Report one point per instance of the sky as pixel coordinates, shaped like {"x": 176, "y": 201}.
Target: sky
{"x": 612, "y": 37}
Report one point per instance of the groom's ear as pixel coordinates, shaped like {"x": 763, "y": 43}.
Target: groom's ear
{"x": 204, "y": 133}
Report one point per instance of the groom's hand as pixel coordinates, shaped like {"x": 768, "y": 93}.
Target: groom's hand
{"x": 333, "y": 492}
_ _ _
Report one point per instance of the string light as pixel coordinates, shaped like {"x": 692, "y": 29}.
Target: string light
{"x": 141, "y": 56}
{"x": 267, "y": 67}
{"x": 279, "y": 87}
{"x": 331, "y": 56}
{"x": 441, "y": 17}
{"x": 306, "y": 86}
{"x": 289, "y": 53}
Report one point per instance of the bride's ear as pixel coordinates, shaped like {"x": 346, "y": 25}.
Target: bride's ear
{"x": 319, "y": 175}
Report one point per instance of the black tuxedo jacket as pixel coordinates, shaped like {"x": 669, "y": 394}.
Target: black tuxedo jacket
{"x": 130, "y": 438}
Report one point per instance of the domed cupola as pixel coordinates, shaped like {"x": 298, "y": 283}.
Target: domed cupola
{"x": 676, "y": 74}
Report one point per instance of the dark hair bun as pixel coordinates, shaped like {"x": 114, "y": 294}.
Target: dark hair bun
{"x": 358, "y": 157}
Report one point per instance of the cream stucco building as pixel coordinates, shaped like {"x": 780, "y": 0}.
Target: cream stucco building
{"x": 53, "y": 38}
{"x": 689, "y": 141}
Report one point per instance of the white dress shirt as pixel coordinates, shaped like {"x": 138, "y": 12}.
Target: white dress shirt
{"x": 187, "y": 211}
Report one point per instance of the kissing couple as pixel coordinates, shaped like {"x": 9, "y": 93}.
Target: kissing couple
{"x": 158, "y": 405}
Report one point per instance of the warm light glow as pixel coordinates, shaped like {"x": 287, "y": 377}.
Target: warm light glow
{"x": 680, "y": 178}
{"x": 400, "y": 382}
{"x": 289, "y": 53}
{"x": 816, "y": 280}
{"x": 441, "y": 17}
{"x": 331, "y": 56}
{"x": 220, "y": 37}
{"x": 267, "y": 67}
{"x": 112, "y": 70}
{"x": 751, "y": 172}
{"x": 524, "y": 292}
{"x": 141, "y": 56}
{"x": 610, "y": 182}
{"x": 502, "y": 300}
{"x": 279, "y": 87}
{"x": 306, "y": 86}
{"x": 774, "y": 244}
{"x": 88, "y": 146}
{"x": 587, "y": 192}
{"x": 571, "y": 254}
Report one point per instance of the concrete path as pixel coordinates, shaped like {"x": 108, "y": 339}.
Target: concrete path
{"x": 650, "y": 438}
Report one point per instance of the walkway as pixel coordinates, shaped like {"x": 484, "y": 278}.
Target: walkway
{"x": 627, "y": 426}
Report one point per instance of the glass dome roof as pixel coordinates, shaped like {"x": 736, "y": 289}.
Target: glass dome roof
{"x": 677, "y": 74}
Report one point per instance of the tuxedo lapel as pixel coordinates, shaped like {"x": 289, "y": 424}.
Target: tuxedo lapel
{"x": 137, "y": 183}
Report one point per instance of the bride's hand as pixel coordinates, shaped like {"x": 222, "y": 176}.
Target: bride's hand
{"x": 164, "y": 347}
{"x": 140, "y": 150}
_ _ _
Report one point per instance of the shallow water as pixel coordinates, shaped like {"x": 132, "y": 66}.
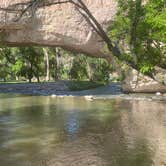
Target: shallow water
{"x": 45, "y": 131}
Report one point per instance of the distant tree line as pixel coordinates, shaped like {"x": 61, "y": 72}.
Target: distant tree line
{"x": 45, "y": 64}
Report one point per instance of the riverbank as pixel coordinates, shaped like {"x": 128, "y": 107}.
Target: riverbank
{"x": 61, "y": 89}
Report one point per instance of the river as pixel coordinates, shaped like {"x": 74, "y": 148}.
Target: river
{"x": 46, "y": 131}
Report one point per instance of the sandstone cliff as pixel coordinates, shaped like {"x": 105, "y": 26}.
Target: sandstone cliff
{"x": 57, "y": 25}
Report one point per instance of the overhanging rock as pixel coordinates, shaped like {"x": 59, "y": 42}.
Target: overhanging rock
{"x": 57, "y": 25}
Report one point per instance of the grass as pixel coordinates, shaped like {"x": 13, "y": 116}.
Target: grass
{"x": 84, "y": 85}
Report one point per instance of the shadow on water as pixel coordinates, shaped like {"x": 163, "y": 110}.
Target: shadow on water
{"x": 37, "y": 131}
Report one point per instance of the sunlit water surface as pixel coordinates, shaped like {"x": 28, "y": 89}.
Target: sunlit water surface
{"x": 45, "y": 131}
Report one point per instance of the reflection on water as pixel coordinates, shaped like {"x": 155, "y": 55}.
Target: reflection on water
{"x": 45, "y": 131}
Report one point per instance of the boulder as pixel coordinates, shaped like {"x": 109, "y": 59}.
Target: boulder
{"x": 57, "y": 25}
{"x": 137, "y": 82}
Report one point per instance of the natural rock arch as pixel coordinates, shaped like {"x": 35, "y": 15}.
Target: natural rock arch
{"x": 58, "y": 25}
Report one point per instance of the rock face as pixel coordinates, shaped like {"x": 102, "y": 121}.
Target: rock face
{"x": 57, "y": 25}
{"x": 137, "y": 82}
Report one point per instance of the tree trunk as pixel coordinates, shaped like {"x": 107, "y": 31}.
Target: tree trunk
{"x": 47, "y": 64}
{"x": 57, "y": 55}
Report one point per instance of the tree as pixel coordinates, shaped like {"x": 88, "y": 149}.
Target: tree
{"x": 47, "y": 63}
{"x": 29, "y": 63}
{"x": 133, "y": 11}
_ _ _
# ACTIVITY
Once you find the line with "Report one point per instance of the overhanging" above, print it and every line after it up to and including the line with "Report one point per instance of the shadow", exactly as written and nothing else.

# YOUR SOLUTION
Report one point per instance of the overhanging rock as pixel coordinates, shaped like {"x": 59, "y": 42}.
Target: overhanging rock
{"x": 57, "y": 25}
Report one point per instance of the grass as pixel coordinates, shaped like {"x": 13, "y": 116}.
Target: grass
{"x": 84, "y": 85}
Report one point per instance of the shadow on water as pixel coordinates, shaped like {"x": 163, "y": 110}.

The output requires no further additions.